▶ [Goal of the exercise]:
Please output only the lines that run from the line containing "the green tree" through the end of the material below, exactly.

▶ [Given data]:

::::

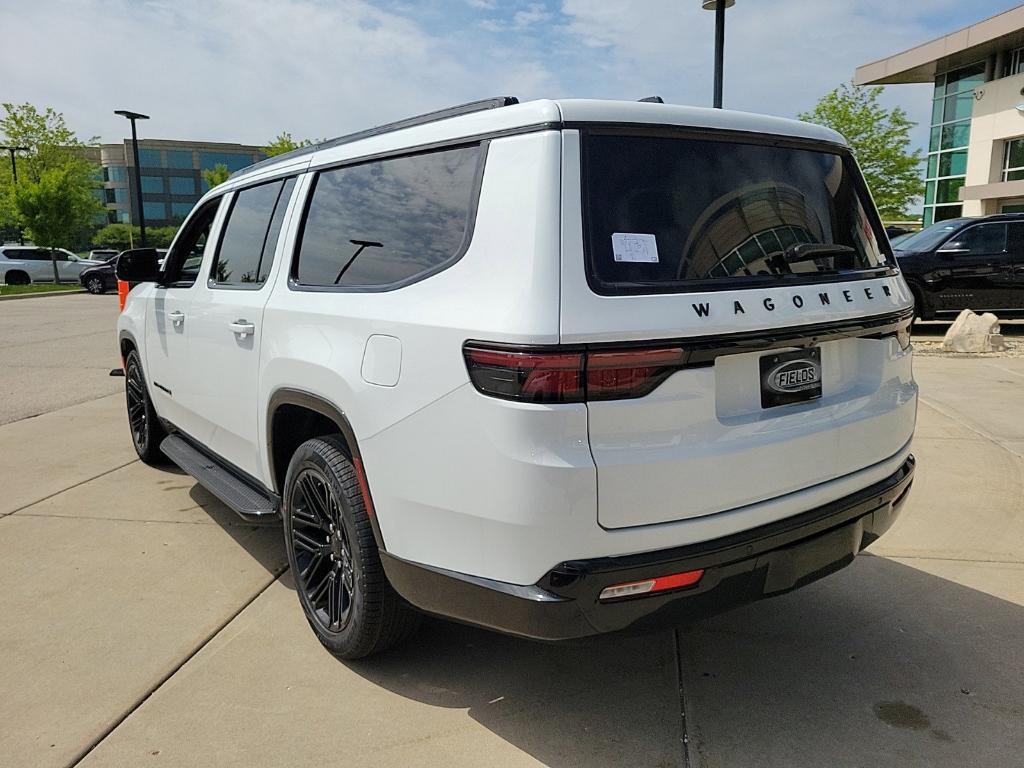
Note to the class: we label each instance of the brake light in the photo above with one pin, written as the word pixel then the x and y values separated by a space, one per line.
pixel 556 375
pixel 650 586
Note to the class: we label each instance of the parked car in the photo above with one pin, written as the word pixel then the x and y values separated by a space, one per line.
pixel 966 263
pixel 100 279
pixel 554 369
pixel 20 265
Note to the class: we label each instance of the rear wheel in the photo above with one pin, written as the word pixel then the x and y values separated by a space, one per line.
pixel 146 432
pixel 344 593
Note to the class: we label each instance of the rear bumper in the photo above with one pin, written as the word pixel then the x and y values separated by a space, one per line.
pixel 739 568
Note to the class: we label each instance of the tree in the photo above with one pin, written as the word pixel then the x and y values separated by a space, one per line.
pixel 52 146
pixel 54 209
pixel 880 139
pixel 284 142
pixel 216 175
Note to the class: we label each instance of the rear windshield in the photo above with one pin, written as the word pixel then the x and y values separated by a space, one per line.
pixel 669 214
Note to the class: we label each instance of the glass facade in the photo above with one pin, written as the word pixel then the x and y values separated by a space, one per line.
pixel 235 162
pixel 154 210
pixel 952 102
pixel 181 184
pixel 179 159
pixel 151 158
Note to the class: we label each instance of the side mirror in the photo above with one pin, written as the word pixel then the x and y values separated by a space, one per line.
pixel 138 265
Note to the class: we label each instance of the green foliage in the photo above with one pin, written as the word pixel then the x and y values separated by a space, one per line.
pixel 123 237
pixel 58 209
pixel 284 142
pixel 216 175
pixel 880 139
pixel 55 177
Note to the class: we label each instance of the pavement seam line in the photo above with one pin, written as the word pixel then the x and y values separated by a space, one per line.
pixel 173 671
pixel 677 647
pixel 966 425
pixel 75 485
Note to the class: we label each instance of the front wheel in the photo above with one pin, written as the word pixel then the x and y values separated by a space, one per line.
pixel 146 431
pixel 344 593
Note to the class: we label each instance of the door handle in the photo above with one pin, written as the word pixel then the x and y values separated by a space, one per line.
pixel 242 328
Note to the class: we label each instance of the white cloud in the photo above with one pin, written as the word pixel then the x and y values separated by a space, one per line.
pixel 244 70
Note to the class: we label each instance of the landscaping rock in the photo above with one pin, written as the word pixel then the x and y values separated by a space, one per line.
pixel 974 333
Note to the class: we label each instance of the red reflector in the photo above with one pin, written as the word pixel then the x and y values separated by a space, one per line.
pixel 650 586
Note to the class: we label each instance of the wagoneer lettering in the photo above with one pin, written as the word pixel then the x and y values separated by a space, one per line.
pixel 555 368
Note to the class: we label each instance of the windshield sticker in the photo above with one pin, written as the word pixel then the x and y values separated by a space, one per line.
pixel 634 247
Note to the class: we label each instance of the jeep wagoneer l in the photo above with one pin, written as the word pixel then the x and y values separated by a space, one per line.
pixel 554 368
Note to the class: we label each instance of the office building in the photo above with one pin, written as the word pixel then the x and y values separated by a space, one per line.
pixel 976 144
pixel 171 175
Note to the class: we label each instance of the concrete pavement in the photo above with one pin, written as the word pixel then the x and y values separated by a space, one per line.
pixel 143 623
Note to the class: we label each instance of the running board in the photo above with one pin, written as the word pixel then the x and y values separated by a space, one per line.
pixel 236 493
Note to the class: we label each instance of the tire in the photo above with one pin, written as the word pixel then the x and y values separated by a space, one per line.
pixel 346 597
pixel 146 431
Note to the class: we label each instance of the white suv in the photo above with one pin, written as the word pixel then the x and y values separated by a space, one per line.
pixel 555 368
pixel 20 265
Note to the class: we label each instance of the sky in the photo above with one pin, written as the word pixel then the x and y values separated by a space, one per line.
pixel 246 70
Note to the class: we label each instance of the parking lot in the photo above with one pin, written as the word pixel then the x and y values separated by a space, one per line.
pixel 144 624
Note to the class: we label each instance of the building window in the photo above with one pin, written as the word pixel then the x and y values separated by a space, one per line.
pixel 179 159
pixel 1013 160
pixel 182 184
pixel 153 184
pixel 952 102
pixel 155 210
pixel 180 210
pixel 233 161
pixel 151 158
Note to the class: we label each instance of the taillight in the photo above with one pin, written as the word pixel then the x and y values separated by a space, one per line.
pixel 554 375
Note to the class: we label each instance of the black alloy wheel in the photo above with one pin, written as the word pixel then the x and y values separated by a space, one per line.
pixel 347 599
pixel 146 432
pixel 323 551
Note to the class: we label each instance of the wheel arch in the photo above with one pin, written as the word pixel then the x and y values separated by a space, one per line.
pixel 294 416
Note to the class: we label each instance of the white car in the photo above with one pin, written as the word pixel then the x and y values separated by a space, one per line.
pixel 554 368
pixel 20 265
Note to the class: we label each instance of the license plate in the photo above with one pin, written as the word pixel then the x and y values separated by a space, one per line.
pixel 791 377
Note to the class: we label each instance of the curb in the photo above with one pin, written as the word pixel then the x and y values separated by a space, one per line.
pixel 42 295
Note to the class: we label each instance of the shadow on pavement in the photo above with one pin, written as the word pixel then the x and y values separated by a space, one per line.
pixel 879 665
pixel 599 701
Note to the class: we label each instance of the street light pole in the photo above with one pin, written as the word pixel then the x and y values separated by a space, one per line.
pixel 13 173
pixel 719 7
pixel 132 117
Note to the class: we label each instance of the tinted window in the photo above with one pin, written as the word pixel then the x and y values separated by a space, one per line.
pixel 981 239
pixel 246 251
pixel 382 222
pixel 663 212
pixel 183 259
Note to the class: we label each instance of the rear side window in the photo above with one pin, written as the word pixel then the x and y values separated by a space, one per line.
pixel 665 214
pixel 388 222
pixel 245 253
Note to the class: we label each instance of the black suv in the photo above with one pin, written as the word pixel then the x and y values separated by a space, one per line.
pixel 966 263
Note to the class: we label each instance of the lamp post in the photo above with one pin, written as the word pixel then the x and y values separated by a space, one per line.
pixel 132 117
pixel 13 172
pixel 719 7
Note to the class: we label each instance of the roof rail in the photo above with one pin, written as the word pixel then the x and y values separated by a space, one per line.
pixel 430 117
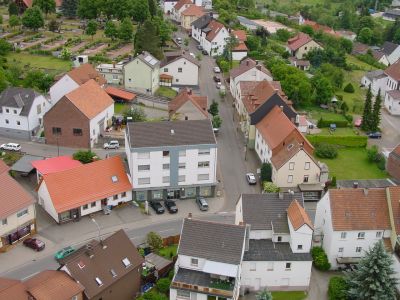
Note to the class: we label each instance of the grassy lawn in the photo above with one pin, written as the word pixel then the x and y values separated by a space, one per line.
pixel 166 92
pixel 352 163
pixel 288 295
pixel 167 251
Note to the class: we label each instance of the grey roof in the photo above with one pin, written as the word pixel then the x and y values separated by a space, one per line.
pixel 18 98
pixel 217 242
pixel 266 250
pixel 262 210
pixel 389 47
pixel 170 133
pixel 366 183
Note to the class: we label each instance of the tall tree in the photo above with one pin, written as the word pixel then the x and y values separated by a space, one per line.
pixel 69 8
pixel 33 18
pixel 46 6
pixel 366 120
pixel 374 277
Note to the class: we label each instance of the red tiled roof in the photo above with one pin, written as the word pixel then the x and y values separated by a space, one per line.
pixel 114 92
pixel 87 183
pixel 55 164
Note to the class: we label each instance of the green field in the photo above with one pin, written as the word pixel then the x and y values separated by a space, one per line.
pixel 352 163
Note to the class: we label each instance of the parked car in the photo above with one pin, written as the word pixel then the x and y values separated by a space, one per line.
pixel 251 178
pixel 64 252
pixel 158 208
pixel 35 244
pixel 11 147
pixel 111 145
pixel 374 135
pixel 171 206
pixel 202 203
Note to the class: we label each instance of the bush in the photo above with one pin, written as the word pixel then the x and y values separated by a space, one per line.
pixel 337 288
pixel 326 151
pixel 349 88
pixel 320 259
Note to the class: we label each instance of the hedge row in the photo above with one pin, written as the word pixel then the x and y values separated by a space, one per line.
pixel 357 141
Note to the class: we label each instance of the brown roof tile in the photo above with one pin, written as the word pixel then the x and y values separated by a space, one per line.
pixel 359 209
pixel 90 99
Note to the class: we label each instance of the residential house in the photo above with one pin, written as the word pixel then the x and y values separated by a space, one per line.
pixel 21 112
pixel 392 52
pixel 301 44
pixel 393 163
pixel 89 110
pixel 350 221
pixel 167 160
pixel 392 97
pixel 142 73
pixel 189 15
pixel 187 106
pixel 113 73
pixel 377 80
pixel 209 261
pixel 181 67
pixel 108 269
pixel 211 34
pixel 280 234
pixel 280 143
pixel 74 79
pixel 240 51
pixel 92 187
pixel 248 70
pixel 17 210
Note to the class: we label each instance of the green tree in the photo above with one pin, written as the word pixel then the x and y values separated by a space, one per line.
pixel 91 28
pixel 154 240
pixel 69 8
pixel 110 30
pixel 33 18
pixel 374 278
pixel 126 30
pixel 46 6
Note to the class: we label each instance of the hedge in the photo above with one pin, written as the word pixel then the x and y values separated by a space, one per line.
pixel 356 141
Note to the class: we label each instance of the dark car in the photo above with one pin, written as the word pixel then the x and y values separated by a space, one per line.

::::

▶ [Full answer]:
Note to the class: we label each instance of the green tree in the photo above with one pin, written as the word pixel then the x and y values separated by a space, one per line.
pixel 91 28
pixel 154 240
pixel 69 8
pixel 110 30
pixel 33 18
pixel 374 278
pixel 126 30
pixel 46 6
Note to the class: we label each instance of the hedge in the photo above with one pin, written as the word pixel then the x and y values separated by a space, one per line.
pixel 356 141
Note to the class: we label each instance of the dark car in the photo above with one pin, written as the word pixel then the x and y values separated by a space, one per line.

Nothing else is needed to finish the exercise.